• **Records supplied**:
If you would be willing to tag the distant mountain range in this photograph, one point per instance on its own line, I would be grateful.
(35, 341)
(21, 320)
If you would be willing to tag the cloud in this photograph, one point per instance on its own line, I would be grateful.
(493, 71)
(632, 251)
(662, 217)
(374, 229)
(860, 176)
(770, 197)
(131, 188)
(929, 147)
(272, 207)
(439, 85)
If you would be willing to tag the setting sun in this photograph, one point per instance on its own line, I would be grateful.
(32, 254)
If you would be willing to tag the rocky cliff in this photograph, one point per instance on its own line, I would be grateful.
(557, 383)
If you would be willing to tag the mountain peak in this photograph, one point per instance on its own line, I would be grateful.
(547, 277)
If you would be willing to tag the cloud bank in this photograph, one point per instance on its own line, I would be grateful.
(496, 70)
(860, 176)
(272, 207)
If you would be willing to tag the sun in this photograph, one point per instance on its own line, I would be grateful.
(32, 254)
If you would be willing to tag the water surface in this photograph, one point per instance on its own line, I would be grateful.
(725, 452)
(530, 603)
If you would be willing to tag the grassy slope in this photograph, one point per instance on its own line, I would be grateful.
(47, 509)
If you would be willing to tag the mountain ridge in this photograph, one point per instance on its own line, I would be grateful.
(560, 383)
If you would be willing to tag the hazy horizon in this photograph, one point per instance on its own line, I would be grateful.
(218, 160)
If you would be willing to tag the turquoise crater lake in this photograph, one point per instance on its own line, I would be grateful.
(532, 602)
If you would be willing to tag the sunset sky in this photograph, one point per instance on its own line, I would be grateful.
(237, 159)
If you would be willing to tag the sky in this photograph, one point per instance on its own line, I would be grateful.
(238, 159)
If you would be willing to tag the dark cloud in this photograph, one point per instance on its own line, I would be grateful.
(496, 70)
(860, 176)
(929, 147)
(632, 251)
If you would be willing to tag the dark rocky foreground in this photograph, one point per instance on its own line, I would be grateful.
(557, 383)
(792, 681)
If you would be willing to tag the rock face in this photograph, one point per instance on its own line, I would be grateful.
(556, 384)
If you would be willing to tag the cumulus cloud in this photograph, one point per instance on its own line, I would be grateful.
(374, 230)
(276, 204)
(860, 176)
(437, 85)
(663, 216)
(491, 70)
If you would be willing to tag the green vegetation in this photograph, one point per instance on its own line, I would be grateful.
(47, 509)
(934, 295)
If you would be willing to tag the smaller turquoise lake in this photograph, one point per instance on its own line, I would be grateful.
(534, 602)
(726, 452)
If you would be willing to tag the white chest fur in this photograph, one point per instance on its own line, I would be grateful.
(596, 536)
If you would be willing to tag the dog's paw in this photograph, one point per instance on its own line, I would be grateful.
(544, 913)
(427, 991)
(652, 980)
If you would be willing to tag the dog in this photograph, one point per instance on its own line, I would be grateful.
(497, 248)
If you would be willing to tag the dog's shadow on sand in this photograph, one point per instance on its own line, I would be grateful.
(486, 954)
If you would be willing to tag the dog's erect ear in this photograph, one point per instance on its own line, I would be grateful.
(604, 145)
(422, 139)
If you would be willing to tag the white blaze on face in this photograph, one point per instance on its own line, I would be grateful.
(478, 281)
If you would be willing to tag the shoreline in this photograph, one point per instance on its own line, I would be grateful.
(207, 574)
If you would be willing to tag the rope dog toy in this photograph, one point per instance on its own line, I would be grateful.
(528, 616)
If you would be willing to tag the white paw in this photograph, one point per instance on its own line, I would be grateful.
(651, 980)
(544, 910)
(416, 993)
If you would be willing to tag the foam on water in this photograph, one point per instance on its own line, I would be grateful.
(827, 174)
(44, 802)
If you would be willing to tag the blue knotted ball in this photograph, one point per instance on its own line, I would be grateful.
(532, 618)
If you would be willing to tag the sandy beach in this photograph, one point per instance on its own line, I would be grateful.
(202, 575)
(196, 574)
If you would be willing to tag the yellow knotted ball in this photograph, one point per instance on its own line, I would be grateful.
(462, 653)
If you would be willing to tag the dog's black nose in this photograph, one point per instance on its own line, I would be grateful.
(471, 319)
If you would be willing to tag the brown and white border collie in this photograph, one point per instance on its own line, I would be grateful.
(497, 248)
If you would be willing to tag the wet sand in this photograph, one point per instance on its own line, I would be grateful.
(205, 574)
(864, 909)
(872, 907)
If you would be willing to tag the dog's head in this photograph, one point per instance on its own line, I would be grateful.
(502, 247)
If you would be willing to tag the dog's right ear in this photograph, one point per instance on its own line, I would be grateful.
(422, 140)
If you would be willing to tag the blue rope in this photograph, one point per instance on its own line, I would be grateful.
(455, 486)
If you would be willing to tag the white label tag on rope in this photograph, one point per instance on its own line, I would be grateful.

• **Task brief**: Recopy all of the records verbatim.

• **Output for this exercise**:
If you would be willing to tag the distant mountain range in this photograph, one point per instance on its own line, I would be grateful.
(35, 341)
(21, 320)
If you would be willing to tag the cloud in this photograph, one point per instance on its own line, I would be grateful.
(493, 71)
(632, 251)
(662, 217)
(374, 229)
(860, 176)
(770, 197)
(131, 188)
(929, 147)
(272, 207)
(439, 85)
If you would be willing to tag the setting sun in this photograph, one point per instance on its own line, I would be grateful.
(32, 254)
If you would be willing to tag the rocky cliff in this photograph, one point per instance on its own line, I would be grateful.
(557, 383)
If you would be willing to tag the mountain peak in this photograph, one point per instance on its own line, I would be grateful.
(547, 277)
If you would be willing to tag the cloud bank in this photograph, one point per instance on its own line, I would be grateful.
(496, 70)
(860, 176)
(272, 207)
If you would be willing to tag the sun in this photograph, one point per instance on its own line, I would be grateful.
(32, 254)
If you would be willing to tag the water surface in this photograph, one point per instance on its own line, I would be grateful.
(725, 452)
(530, 603)
If you would be willing to tag the grassy slope in this photograph, one point per instance on its own line, I would be grateful.
(47, 509)
If you would be willing to tag the mountain ridge in this photograph, one point per instance on its own line, I would be grateful.
(560, 383)
If you would be willing to tag the hazy horizon in this photograph, one point per instance on its own line, I would be grateful.
(218, 160)
If you would be willing to tag the turquoise crater lake in this photograph, one point per instance on its own line, I would be grateful.
(532, 602)
If you would be willing to tag the sunset sky in this photograph, one point per instance on its own line, I would be grateful.
(237, 159)
If you would be willing to tag the sky in this photograph, one point per instance on its own line, I would be grateful.
(238, 159)
If you would be willing to tag the dark cloud in this photograph, one point per instance on its own line, I would be grateful.
(496, 70)
(860, 176)
(929, 147)
(632, 251)
If you would be willing to tag the dark rocky foreground in this photograph, one point per instance on its own line, I would be grateful.
(557, 383)
(792, 681)
If you would be willing to tag the rock face in this photograph, one point per instance on its own line, I would be grateful.
(556, 384)
If you would be willing to tag the cumulus cloud in this photograph, one point per instance on its own line, I would be grateful.
(374, 230)
(276, 204)
(860, 176)
(437, 85)
(663, 216)
(491, 70)
If you would be willing to tag the green vegetation in this photograph, one point per instance on its own line, I would be grateful.
(47, 509)
(934, 295)
If you would be willing to tag the smaller turquoise lake in this photograph, one point per instance on its own line, I would be grateful.
(534, 602)
(726, 452)
If you would be willing to tag the white chest fur in this photograph, one point per instance on its own line, I would be grateful.
(596, 536)
If you would be willing to tag the dog's paw in this photograph, one point per instance on its own line, I would be grateful.
(544, 913)
(427, 991)
(652, 980)
If you would be willing to tag the dog in this photograph, one point per instance on its own line, I would be grateful.
(497, 248)
If you would be willing to tag the dog's shadow on sand in this photograph, one point per instance on its own line, I would be grateful.
(486, 954)
If you would be willing to tag the dog's erect ear in this photograph, one point per instance on its own line, I would be grateful.
(604, 145)
(422, 139)
If you would be willing to tag the white blaze on face in this photograph, one point per instance on its own line, I would be grateful.
(478, 281)
If you would be willing to tag the shoreline in this photograph, one point per instance on its own line, I would be grateful.
(207, 574)
If you would be willing to tag the rope dog toy in this photograph, one point per instance on its own line, I would be grateful.
(528, 616)
If you would be willing to tag the white paw in this photograph, one point per instance on its own line, I would be grateful.
(651, 980)
(544, 910)
(416, 993)
If you would be willing to tag the foam on water in this photograph, one point per instance on its own line, I would be grateful.
(827, 174)
(44, 802)
If you would be willing to tag the blue knotted ball in this photograph, one point per instance on its own line, I would be grateful.
(532, 618)
If you would be willing to tag the sandy beach in this photograph, one point per instance on its own line, I would be grateful.
(202, 575)
(196, 574)
If you would be willing to tag the yellow knotted ball in this photograph, one point per instance on its own line, I would be grateful.
(462, 653)
If you would be willing to tag the dog's black nose in this photograph, one point per instance on its own line, I would be grateful.
(471, 319)
If you would be willing to tag the brown and white border collie in this photograph, one point per instance on its own line, I would be grateful.
(497, 248)
If you would be willing to tag the wet sand in this photograph, one point per instance on its own line, I would be grateful.
(205, 574)
(864, 909)
(872, 907)
If you would be willing to tag the dog's head in this photograph, one point per instance on its own line, I would be grateful.
(502, 247)
If you would be willing to tag the dog's right ear in this photograph, one point per instance on its own line, I would be grateful.
(422, 140)
If you would be willing to tag the blue rope in this photograph, one point per instance on its own line, I would be grateful.
(455, 486)
If you would be willing to tag the white label tag on rope in this photograph, one point per instance on its own line, I would be grateful.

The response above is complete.